━━━━━ 本文抜粋

長元記(ちょうげんき)とは?
長元記は『長元物語』(ちょうげんものがたり)とも呼ばれ、
元親記とともによく目にする機会も多い軍記物です。
これも元親記と同じく江戸時代に長宗我部元親公の家臣により書かれた軍記物です。
著者は【立石正賀】(たていしまさよし)殿と言われ、元親記よりも後の万治二年(1659年)に書かれたと言われています。
覚え書きとして書かれた側面があるため、箇条書き形式になっており、長宗我部氏の盛衰を冷静に分析しているそうですが、元親記と同じように記憶違いや多少の誇張もあるそうで注意とか。
また覚え書きとして書かれているので読みにくく、理解しにくいところも多いのだそう。

━━━━━━━━━━
━━━━━ データ抜粋

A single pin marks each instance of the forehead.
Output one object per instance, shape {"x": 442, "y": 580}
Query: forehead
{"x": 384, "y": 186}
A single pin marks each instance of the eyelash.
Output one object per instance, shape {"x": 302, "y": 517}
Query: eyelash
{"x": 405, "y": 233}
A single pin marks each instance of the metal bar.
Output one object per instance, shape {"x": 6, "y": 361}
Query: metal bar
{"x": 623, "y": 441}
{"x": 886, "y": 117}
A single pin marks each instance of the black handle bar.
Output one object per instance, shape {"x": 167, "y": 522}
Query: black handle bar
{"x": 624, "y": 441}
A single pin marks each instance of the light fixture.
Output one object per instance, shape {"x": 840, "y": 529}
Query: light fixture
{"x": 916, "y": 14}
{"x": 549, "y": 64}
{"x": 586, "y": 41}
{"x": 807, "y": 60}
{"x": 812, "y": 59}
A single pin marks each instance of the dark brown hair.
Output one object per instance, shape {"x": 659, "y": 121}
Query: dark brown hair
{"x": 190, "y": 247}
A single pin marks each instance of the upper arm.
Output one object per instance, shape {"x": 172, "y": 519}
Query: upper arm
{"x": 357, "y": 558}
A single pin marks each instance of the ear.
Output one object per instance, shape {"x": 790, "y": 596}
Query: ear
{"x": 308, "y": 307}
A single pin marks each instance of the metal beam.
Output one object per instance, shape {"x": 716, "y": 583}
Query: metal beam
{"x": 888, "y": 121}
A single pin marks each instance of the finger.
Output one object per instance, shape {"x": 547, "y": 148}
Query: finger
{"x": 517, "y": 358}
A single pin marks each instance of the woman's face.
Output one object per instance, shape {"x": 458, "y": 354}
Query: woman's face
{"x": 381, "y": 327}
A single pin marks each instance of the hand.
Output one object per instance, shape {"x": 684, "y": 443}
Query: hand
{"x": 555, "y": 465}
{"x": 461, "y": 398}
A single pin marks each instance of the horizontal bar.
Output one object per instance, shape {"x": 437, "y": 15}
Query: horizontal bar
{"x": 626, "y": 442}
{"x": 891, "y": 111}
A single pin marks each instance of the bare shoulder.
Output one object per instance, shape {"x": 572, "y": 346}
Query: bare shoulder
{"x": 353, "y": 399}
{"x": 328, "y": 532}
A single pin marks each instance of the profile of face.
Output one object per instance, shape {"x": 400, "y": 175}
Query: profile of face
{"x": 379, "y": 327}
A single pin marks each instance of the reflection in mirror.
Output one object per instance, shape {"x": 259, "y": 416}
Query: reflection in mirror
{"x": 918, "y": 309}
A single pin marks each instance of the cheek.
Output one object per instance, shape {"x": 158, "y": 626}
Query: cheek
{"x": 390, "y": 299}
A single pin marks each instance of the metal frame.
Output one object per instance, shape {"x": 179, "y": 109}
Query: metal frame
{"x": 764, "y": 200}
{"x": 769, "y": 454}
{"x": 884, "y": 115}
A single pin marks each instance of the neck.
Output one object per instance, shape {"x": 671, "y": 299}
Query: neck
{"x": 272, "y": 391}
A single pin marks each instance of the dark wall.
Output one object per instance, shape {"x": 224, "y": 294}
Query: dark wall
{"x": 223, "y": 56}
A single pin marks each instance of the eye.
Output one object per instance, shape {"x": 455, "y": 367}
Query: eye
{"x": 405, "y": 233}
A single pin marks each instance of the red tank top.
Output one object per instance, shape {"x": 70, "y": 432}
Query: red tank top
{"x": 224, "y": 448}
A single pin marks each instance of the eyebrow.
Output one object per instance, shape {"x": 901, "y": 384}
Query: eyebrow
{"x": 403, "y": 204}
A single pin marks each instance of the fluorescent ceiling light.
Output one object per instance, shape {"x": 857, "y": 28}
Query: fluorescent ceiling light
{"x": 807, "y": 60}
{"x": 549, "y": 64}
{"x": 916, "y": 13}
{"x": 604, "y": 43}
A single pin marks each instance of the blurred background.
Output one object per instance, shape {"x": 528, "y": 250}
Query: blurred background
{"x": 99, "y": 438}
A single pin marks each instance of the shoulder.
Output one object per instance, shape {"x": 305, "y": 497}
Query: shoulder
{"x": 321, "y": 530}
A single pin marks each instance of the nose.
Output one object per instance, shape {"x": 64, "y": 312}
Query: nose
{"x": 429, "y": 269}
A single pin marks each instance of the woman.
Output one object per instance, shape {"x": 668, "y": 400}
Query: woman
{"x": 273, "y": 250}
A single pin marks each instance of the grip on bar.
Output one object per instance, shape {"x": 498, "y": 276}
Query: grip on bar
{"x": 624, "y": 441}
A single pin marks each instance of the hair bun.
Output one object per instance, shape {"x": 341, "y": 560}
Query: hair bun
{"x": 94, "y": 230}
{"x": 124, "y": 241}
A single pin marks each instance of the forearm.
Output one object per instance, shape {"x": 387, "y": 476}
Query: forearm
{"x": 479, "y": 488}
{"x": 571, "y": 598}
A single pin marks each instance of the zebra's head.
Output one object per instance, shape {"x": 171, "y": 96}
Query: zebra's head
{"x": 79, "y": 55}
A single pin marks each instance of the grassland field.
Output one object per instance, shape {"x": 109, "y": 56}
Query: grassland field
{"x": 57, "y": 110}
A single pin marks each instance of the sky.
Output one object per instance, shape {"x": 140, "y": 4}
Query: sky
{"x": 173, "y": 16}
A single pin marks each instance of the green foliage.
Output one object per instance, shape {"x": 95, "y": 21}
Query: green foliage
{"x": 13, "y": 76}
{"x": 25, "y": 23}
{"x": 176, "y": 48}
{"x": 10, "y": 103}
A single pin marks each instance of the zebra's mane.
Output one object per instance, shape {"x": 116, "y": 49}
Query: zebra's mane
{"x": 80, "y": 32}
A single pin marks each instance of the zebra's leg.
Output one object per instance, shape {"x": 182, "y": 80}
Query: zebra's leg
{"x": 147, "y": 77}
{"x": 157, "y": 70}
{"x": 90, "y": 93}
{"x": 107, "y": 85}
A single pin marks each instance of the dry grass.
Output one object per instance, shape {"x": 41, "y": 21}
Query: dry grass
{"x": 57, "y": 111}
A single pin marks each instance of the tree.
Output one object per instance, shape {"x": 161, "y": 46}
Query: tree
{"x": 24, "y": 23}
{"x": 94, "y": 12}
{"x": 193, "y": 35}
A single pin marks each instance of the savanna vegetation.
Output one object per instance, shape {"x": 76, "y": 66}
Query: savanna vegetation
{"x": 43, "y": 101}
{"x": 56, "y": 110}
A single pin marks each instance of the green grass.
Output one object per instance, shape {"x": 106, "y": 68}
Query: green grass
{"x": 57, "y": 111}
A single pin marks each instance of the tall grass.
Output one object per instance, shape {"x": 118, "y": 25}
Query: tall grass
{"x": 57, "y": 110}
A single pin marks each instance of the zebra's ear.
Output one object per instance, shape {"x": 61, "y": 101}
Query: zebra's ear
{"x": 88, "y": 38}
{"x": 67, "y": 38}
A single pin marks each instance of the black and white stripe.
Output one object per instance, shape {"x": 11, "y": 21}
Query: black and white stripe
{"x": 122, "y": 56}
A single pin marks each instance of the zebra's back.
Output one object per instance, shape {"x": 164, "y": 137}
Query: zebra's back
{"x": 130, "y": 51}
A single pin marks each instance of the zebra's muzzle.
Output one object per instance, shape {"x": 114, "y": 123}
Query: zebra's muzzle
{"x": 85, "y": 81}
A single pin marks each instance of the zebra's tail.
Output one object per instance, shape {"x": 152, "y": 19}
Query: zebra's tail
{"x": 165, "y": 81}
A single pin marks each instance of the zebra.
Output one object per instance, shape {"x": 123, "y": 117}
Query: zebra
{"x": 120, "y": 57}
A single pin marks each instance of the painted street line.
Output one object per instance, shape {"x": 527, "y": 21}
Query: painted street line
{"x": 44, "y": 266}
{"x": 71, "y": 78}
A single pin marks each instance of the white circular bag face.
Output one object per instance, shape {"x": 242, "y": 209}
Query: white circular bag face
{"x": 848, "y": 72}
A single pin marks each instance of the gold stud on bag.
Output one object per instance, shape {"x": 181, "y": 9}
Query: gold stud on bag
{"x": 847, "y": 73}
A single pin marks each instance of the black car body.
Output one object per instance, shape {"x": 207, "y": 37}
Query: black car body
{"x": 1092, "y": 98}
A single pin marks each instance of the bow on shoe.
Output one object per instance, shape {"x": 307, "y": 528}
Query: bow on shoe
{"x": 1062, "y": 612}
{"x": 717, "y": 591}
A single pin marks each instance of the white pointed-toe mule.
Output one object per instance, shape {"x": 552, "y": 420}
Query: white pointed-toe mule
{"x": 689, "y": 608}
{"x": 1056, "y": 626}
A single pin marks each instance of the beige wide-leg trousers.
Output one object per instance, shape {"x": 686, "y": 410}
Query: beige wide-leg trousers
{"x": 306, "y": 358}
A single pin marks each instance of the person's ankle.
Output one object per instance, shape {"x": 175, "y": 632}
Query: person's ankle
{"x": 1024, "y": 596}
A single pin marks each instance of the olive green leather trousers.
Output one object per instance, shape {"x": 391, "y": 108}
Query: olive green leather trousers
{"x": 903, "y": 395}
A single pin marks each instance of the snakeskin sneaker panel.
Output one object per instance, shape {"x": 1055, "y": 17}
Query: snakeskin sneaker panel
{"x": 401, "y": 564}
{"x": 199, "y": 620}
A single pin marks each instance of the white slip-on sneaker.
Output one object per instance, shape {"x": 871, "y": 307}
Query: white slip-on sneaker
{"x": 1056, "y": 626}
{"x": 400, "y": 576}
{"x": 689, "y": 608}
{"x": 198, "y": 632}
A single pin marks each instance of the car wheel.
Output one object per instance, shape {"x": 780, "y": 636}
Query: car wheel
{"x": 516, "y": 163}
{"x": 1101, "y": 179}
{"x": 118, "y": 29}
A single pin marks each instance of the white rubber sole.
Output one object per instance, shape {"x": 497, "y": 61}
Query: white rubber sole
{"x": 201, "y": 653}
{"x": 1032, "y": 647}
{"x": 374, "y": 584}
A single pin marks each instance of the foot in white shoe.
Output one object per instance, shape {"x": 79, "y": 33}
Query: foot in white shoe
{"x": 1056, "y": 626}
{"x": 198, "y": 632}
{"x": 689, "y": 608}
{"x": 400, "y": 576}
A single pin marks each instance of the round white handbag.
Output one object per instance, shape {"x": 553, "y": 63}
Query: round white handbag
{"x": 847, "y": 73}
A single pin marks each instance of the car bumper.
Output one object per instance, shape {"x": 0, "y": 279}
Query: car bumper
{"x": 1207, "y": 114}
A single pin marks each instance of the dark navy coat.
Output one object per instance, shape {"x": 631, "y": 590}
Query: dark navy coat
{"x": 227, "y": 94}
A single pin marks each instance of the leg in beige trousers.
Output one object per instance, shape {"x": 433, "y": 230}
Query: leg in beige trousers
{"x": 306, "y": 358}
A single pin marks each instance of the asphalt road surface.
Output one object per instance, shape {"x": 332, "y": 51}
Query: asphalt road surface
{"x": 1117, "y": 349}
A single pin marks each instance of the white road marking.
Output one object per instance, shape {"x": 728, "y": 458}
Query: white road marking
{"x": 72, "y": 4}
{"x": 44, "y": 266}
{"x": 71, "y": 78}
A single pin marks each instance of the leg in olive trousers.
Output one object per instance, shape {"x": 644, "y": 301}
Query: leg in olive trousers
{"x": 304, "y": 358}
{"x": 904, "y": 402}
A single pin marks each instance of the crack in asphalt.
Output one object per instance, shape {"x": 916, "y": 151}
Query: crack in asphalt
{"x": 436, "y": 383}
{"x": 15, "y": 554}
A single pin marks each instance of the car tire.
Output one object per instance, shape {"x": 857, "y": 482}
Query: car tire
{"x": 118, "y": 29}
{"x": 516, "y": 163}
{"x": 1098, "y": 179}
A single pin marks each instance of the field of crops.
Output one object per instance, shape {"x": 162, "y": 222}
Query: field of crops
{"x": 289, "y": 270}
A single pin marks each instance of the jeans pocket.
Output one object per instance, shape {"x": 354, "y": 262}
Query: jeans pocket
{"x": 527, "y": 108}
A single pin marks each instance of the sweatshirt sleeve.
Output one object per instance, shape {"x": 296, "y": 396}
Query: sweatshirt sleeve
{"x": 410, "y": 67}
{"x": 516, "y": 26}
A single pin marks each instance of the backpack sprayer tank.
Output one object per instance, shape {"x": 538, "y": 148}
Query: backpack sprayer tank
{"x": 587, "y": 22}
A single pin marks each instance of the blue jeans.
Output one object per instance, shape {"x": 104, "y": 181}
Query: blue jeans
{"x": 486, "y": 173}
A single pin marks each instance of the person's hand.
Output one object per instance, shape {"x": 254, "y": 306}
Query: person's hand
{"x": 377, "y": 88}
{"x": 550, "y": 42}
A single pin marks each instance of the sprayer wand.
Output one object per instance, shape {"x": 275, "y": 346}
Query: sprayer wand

━━━━━━━━━━

設問 = 長元記を説明した文章のうち、「これも元親記と同じく江戸時代に長宗我部元親公の家臣により書かれた軍記物です。」から始まり「また覚え書きとして書かれているので読みにくく、理解しにくいところも多いのだそう。」で終わる箇所を、一字一句違えずに書き写してください。

解答 =
これも元親記と同じく江戸時代に長宗我部元親公の家臣により書かれた軍記物です。
著者は【立石正賀】(たていしまさよし)殿と言われ、元親記よりも後の万治二年(1659年)に書かれたと言われています。
覚え書きとして書かれた側面があるため、箇条書き形式になっており、長宗我部氏の盛衰を冷静に分析しているそうですが、元親記と同じように記憶違いや多少の誇張もあるそうで注意とか。
また覚え書きとして書かれているので読みにくく、理解しにくいところも多いのだそう。